- [O que fazer]: Atualize o trecho do relato sobre a Petrobras na Bolívia que vai de "PETROBRAS BOLÍVIA –" a "dia-a-dia da Petrobras.", substituindo "mercado brasileiro" por "mercado nacional". Apresente o trecho inteiro com essa troca.

- [Texto fornecido]:

####################

PETROBRAS BOLÍVIA – COMPRA DE REFINARIAS Para você ver como era uma loucura, em meados de 1999, começou a haver na Bolívia uma discussão sobre a privatização das refinarias. Essa discussão começou a evoluir e eu trouxe a questão para a Petrobras. Eu disse: “Estamos na Bolívia, vamos ter uma produção de gás muito importante, associada ao mercado brasileiro.” Já havia sido, naquele momento, quebrado o monopólio no Brasil; quer dizer, a Petrobras não era mais a empresa monopolista aqui, já se previa a liberação das importações de produtos para o mercado brasileiro, isto é, a abertura do mercado brasileiro. Até final de 2001, a Petrobras tinha a exclusividade de importação de derivados de petróleo no Brasil, ninguém podia entrar. Agora podia, né? A gente já estava vivendo aquele processo de abertura e isso ia afetar tremendamente o dia-a-dia da Petrobras.

####################

- [Dados de origem]:
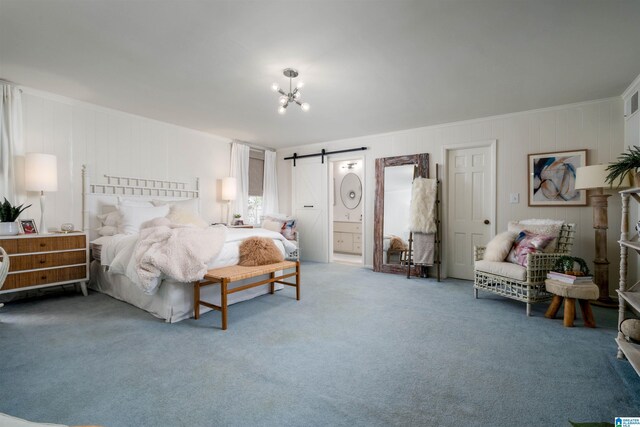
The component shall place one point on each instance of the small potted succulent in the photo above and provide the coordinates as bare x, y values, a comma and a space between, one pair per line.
8, 216
627, 163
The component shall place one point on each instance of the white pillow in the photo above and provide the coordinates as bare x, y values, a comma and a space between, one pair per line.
107, 230
134, 216
187, 205
178, 215
270, 224
111, 219
498, 248
122, 201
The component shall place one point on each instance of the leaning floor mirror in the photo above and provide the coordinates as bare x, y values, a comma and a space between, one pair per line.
394, 178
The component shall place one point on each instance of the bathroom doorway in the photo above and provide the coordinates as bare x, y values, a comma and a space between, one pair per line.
347, 211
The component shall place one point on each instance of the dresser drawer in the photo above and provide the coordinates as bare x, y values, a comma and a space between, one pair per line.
42, 277
56, 259
43, 244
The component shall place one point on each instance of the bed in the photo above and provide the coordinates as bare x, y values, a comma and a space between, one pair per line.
173, 300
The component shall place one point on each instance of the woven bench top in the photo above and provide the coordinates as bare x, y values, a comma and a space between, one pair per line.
238, 272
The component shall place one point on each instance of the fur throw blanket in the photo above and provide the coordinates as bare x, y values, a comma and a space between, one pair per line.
176, 250
422, 213
259, 251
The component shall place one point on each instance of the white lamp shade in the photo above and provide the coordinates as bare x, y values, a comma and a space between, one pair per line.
229, 188
595, 176
40, 172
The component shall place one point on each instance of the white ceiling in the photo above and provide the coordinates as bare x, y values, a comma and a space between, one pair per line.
369, 66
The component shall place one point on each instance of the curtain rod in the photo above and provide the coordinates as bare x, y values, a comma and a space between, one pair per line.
322, 153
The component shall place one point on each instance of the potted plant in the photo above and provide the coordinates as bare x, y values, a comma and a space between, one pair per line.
627, 163
8, 216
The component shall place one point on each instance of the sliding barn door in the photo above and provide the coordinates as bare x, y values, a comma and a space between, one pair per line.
310, 203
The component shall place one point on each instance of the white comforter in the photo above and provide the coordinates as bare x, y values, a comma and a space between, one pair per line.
118, 252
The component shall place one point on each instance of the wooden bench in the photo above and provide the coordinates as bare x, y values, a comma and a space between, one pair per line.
234, 273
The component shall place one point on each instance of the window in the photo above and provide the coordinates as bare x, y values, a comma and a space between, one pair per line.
256, 177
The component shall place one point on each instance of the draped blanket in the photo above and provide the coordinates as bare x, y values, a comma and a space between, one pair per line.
174, 250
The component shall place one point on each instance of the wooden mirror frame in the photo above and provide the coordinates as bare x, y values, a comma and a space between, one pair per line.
422, 163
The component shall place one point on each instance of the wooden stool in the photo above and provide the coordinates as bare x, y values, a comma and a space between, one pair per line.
569, 293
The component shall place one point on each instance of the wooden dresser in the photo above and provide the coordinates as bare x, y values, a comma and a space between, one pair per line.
40, 260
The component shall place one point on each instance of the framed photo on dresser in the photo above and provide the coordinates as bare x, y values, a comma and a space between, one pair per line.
28, 226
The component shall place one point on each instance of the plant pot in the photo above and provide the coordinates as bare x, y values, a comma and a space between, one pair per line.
9, 228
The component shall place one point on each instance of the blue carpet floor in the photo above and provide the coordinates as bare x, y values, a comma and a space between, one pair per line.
360, 348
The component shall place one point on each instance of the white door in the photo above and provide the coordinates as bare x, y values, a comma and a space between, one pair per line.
310, 202
471, 206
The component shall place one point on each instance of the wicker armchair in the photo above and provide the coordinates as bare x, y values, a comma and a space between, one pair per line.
513, 281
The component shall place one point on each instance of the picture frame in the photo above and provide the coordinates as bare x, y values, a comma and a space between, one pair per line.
552, 178
28, 226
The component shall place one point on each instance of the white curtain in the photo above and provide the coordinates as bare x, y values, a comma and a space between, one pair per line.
240, 171
11, 143
270, 184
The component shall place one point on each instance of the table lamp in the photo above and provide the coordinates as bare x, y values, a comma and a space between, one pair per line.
41, 174
594, 178
228, 192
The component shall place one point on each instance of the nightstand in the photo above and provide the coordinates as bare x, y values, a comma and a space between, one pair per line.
41, 260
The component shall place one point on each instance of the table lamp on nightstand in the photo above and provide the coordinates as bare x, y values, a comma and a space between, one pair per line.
41, 174
228, 193
594, 178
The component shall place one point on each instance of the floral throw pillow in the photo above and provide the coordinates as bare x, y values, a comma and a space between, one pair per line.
527, 243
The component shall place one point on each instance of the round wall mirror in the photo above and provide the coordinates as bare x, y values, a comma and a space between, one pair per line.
351, 190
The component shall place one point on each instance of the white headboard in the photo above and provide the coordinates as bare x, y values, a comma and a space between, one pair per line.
99, 198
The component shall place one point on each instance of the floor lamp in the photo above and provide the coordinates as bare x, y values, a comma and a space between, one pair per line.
228, 193
41, 174
594, 178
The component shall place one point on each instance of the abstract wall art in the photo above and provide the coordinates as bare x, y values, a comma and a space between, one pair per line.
552, 178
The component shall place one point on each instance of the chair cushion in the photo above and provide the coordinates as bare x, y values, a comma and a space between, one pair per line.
505, 269
525, 244
498, 248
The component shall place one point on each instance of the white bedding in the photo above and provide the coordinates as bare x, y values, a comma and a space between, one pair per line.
173, 300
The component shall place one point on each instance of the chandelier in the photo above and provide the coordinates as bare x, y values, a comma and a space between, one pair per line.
293, 96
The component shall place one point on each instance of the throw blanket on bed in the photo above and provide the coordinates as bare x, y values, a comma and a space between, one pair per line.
422, 215
175, 250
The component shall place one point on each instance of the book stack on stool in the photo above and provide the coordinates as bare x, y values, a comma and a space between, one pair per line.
567, 288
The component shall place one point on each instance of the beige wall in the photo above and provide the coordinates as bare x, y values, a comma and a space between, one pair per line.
596, 126
116, 143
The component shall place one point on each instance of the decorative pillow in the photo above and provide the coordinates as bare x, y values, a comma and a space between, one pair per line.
178, 215
498, 248
134, 216
111, 219
190, 205
107, 230
548, 227
259, 251
527, 243
270, 224
289, 230
123, 201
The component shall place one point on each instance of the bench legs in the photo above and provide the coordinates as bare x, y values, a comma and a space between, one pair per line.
570, 311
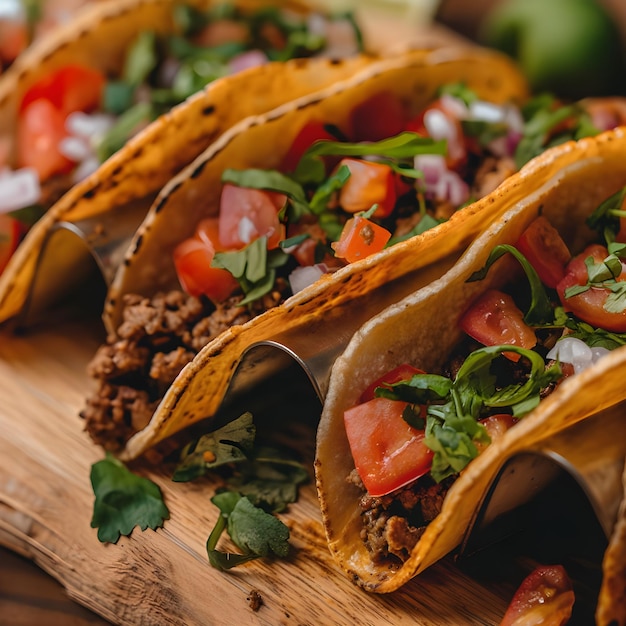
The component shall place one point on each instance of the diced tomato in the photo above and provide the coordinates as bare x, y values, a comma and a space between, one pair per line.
545, 250
387, 452
13, 39
310, 133
369, 183
247, 214
192, 259
545, 597
305, 252
496, 426
494, 319
359, 239
589, 305
402, 372
39, 134
437, 122
11, 231
71, 88
377, 118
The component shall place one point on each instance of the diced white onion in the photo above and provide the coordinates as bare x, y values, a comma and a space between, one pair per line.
305, 275
486, 112
440, 182
19, 189
577, 353
74, 148
246, 229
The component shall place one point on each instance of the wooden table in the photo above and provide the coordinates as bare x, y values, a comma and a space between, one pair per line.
164, 577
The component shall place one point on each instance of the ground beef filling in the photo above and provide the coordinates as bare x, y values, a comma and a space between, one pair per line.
157, 338
394, 523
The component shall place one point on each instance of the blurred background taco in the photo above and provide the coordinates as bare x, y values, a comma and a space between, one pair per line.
113, 104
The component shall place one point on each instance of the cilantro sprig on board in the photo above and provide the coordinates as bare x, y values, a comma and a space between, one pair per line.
261, 482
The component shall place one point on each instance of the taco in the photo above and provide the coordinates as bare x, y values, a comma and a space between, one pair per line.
23, 23
389, 91
480, 360
128, 76
611, 609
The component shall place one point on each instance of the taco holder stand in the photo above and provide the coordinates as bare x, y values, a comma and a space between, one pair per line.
589, 496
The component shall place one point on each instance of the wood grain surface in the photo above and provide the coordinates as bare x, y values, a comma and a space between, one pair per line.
163, 577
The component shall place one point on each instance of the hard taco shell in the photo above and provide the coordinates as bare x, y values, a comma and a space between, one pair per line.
324, 315
129, 180
566, 184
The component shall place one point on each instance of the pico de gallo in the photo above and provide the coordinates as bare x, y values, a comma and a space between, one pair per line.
75, 118
412, 433
24, 21
337, 198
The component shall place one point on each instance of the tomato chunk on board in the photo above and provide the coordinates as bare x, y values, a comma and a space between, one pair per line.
387, 452
545, 597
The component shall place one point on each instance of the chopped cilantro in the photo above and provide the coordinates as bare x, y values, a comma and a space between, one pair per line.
255, 532
455, 406
123, 501
263, 481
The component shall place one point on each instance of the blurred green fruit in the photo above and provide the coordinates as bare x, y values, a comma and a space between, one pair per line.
569, 47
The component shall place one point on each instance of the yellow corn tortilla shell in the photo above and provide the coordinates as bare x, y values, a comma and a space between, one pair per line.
348, 297
132, 177
422, 329
611, 609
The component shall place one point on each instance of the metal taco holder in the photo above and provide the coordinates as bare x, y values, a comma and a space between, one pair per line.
564, 482
554, 503
87, 253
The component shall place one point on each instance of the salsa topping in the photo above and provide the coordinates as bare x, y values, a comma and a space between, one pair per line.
413, 432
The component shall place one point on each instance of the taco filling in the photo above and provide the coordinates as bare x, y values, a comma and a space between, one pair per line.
74, 119
335, 200
413, 433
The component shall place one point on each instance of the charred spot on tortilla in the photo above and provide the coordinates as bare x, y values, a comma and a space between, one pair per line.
136, 248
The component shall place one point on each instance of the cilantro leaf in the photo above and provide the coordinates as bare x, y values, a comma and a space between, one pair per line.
269, 180
123, 501
255, 532
230, 444
254, 267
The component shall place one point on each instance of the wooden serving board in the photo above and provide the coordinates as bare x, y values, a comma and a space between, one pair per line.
164, 577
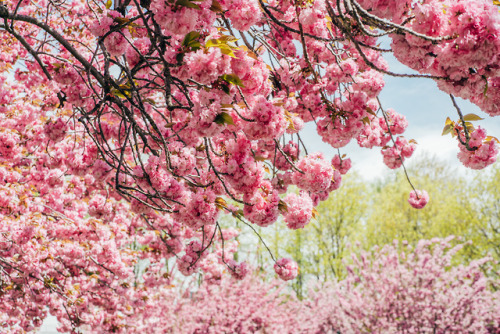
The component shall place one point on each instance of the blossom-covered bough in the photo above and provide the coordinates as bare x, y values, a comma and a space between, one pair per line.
126, 133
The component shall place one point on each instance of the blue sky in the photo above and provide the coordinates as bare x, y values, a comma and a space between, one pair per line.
426, 109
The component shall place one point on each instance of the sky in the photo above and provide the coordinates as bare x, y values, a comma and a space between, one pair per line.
426, 109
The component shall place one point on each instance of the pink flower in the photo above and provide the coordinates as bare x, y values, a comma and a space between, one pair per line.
299, 210
418, 198
287, 269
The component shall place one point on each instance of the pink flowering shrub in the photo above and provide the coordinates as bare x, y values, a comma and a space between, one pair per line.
418, 198
126, 133
388, 290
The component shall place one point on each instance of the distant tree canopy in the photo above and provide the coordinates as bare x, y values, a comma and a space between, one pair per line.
361, 215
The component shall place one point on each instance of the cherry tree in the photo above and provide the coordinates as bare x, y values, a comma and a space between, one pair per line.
409, 291
128, 128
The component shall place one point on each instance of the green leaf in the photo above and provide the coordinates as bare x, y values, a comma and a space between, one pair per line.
282, 206
472, 117
187, 4
216, 7
233, 79
224, 118
190, 38
179, 57
447, 129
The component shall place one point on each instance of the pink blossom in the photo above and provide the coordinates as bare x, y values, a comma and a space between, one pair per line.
286, 268
418, 198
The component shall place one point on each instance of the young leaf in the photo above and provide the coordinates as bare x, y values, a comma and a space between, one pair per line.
282, 206
224, 118
216, 7
447, 129
232, 78
190, 38
472, 117
187, 4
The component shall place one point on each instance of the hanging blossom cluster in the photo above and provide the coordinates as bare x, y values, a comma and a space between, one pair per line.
127, 132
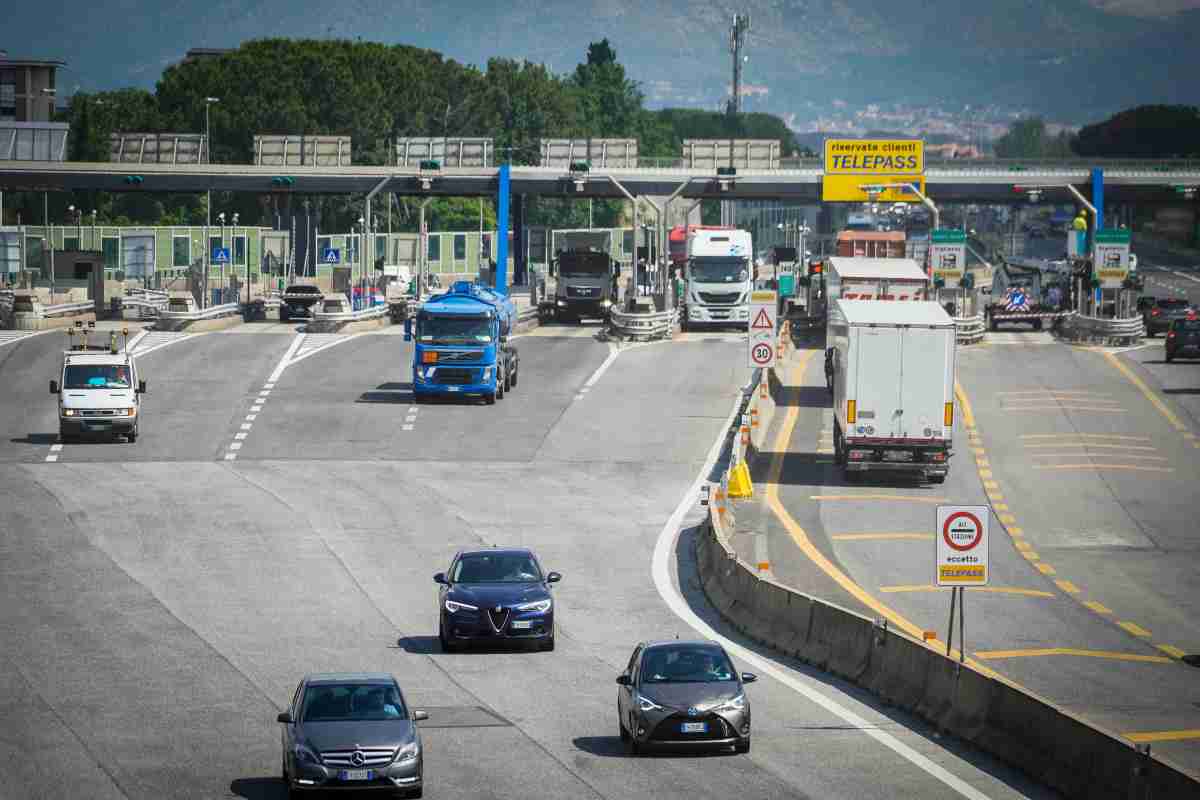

####################

- [Solução da tarefa]:
PETROBRAS BOLÍVIA – COMPRA DE REFINARIAS Para você ver como era uma loucura, em meados de 1999, começou a haver na Bolívia uma discussão sobre a privatização das refinarias. Essa discussão começou a evoluir e eu trouxe a questão para a Petrobras. Eu disse: “Estamos na Bolívia, vamos ter uma produção de gás muito importante, associada ao mercado nacional.” Já havia sido, naquele momento, quebrado o monopólio no Brasil; quer dizer, a Petrobras não era mais a empresa monopolista aqui, já se previa a liberação das importações de produtos para o mercado nacional, isto é, a abertura do mercado nacional. Até final de 2001, a Petrobras tinha a exclusividade de importação de derivados de petróleo no Brasil, ninguém podia entrar. Agora podia, né? A gente já estava vivendo aquele processo de abertura e isso ia afetar tremendamente o dia-a-dia da Petrobras.